[Exercise goal] Write out all of the material below word for word, leaving out the pictures.

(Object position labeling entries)
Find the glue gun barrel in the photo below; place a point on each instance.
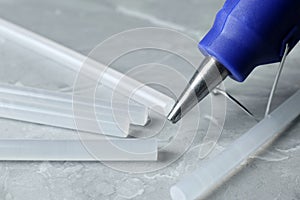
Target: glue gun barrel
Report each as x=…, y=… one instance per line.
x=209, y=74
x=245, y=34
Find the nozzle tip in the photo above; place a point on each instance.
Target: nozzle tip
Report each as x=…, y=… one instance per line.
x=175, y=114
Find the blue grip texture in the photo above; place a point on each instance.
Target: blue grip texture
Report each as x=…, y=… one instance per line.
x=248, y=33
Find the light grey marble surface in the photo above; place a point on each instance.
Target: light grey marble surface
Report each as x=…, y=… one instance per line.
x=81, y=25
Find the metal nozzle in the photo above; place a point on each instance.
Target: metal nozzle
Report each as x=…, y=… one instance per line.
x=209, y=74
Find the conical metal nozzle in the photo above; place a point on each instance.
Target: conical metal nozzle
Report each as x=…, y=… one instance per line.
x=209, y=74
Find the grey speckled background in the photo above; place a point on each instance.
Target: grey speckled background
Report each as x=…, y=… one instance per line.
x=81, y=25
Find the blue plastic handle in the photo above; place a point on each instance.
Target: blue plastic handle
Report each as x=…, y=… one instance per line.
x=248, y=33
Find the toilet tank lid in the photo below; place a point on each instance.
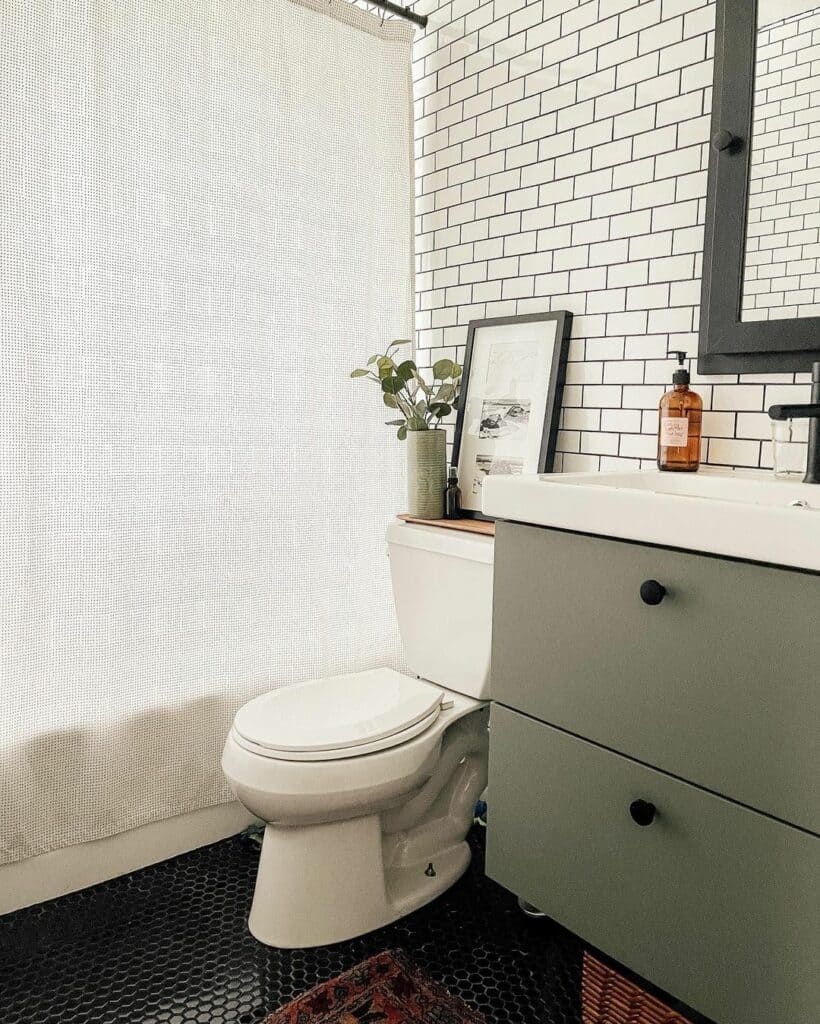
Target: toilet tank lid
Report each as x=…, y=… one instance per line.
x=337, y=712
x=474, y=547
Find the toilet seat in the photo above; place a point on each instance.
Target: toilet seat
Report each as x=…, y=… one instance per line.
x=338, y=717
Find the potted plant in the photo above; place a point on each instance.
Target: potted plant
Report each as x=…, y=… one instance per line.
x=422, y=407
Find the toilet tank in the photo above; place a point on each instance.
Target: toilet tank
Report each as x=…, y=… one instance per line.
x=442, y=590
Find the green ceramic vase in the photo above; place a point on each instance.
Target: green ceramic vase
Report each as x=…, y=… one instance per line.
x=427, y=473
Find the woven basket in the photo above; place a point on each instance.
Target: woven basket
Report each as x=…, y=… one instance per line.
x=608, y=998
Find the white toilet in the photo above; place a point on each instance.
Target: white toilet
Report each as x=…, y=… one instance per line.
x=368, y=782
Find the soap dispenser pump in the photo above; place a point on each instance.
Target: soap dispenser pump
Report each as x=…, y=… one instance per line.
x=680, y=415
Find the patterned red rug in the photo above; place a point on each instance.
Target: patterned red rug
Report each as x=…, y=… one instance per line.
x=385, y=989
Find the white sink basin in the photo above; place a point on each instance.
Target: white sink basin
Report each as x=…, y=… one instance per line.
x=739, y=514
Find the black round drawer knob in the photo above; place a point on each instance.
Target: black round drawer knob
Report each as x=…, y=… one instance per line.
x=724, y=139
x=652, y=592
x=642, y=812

[Complete answer]
Find the glue gun barrel in the photo below; place a point on each instance.
Target: glue gun barrel
Report each as x=…, y=… one instance per line.
x=209, y=74
x=245, y=34
Find the nozzle tip in the photo above; place a point on each instance.
Target: nozzle tip
Report each as x=…, y=… one instance per line.
x=175, y=114
Find the blue grip texture in the photo above; place a point on each instance.
Target: blue grip texture
Report each as x=…, y=… one instance per line.
x=248, y=33
Find the light grey marble surface in the photo above; place a point on each instance.
Target: light grey marble surface
Report each as x=…, y=… one instance per line.
x=81, y=25
Find the metal nozzle in the photo above; place a point on each instance.
Target: metal nozzle
Report each as x=…, y=… one instance per line.
x=209, y=74
Find the conical metal nozzle in the photo above; place a point on each instance.
Target: conical metal nozzle
Report each as x=…, y=… one instance per line.
x=209, y=74
Find the grey speckled background in the photo above; place a point on each instance.
Target: grey speckled background
Report each as x=…, y=… one instance per line.
x=81, y=25
Find the blue plastic handle in the photo above; place a point on each instance.
Target: blue plastic handle
Report each as x=…, y=… one instance per line.
x=248, y=33
Find the toilet tank lid in the photo below; place a point on each instance.
Target: toilet tank lid
Report each as x=…, y=… one instance per line.
x=337, y=712
x=474, y=547
Find the toilet seat in the photo above; place a point on each instance.
Target: toilet seat
Report each as x=…, y=… one instance per line.
x=338, y=717
Find the potted plant in the photo above; place a point on each instance.
Target: potted plant
Report each as x=…, y=… one instance per line.
x=422, y=407
Find the toilet tank in the photo above; place a point on each instance.
Target: toilet tank
Report each as x=…, y=… one instance per line.
x=442, y=590
Find the green ceramic vase in the photo above; place a point on each instance.
Target: green ceramic vase
Report each as x=…, y=… one instance per line.
x=427, y=473
Find the woven basket in the photo above; place a point on each instance.
Target: woven basket
Report each as x=…, y=… one instance per line.
x=608, y=998
Find the white toilet in the photo above; place a point on each instance.
Target: white toilet
Report each as x=…, y=… one instance per line.
x=368, y=782
Find the soap dispenser pump in the photo above; place a point on each instance.
Target: soap dispenser pump
Report each as x=…, y=… one instance per line.
x=680, y=415
Find the patterned red rug in the photo above; place a point on each instance.
Target: patterned red rug
Report each as x=…, y=… one instance per line.
x=385, y=989
Find the white sink basin in the photo above; place a point on each instance.
Target: white sink basin
Report each as x=…, y=… one instance per line.
x=739, y=514
Find the black round drawer knob in the photo above; place a point on each instance.
Target: black round drawer knob
Report each as x=…, y=… one instance per line.
x=724, y=139
x=652, y=592
x=642, y=812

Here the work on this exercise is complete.